*Information shown*
▬▬▬▬▬▬▬▬▬▬

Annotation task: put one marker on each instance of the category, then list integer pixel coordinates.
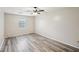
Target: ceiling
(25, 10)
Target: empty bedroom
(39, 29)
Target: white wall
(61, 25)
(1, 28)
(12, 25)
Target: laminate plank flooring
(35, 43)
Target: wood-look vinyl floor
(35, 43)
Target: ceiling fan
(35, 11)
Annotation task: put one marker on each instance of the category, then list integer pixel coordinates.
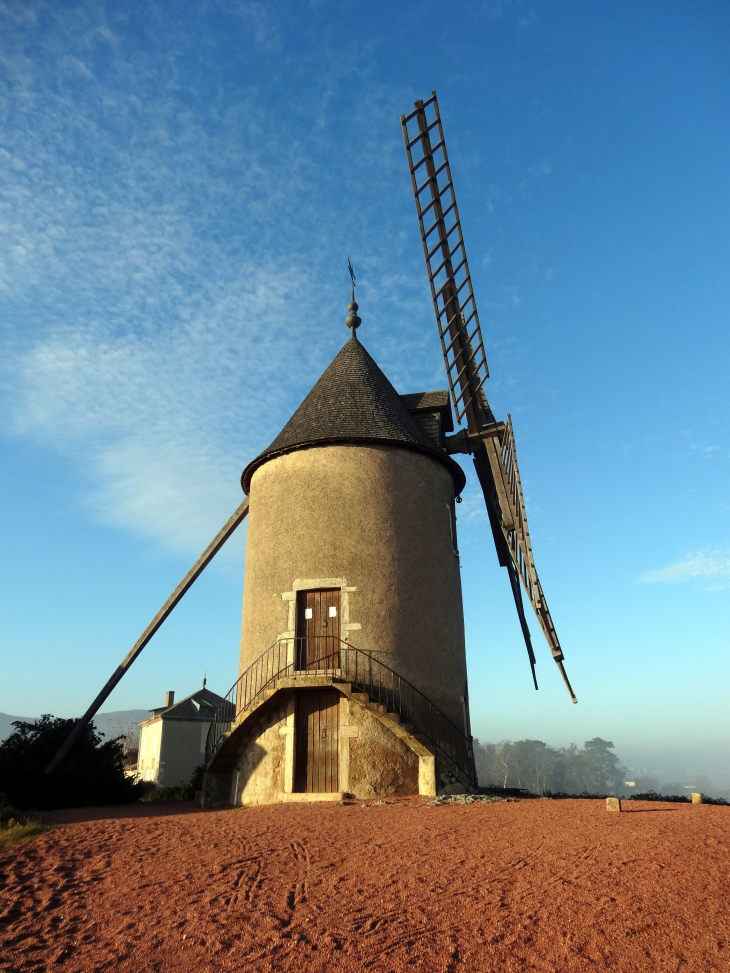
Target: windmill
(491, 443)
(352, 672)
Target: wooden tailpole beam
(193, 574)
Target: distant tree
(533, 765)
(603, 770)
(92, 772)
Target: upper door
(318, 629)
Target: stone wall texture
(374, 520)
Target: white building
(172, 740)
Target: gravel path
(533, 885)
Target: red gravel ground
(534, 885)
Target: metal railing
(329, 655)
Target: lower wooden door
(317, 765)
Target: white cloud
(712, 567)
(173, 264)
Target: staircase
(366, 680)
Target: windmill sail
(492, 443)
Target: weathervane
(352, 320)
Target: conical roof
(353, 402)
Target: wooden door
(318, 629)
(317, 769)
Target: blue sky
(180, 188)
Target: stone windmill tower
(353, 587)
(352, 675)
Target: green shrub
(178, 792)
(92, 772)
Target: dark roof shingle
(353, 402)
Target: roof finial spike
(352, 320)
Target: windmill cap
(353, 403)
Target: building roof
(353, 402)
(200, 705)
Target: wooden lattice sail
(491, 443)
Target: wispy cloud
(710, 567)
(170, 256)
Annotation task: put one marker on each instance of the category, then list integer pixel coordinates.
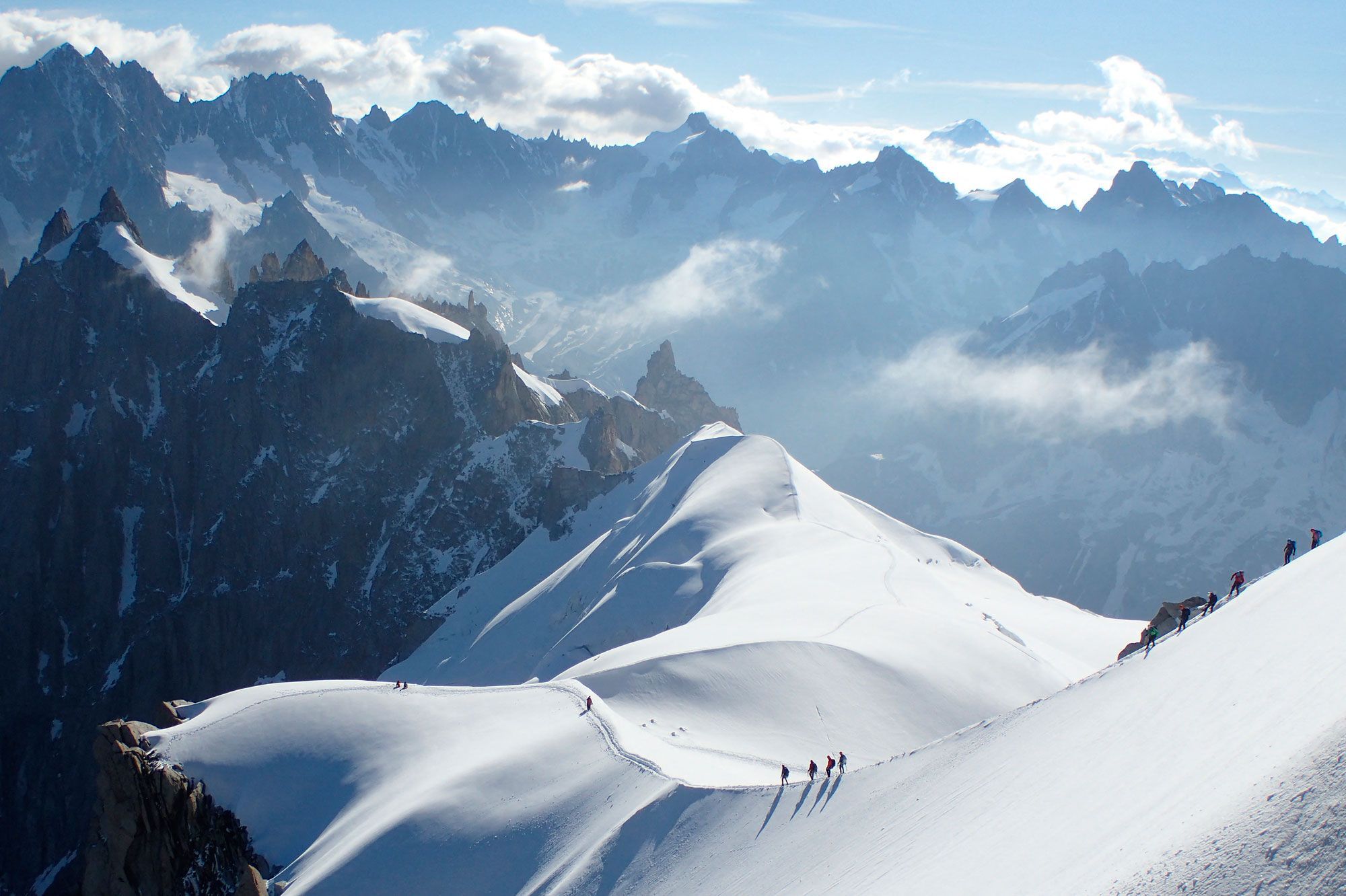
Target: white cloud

▬▬▬▬▬▬▬▬▬▬

Copy out all the records above, replacing every "Target" with "Label" and leaving everything else the same. Leave the pictures out.

*Exercise solution*
Annotation task: put one marker on each instance of the category, then list integer pixel coordinates.
Label: ceiling
(25, 10)
Label: empty bedroom
(39, 29)
Label: white wall
(61, 25)
(1, 28)
(12, 25)
Label: laminate plank flooring
(35, 43)
Label: wood-look vinyl floor
(35, 43)
Label: ceiling fan
(35, 11)
Annotation task: put one marker on each instance of the category, then list integer pixel coordinates.
Label: windmill
(491, 443)
(352, 672)
Label: wooden tailpole beam
(193, 574)
Label: distant tree
(533, 765)
(603, 770)
(92, 772)
Label: upper door
(318, 629)
Label: stone wall texture
(374, 520)
Label: white building
(172, 740)
Label: gravel path
(533, 885)
Label: red gravel ground
(534, 885)
Label: metal railing
(329, 655)
Label: lower wooden door
(317, 765)
Label: white cloud
(712, 567)
(173, 264)
Label: staircase
(366, 680)
Label: windmill sail
(492, 443)
Label: weathervane
(352, 320)
Label: conical roof
(353, 402)
Label: wooden door
(318, 629)
(317, 769)
Label: blue sky
(180, 188)
Label: stone windmill tower
(353, 587)
(352, 675)
Label: green shrub
(178, 792)
(92, 772)
Label: dark roof shingle
(353, 402)
Label: roof finial spike
(352, 320)
Label: windmill cap
(353, 403)
Label: building roof
(353, 402)
(200, 705)
Label: wooden lattice sail
(491, 443)
Label: wispy cloud
(710, 567)
(170, 256)
Annotation task: put one marker on each instance of the category, then list integer pixel coordinates.
Label: white cloud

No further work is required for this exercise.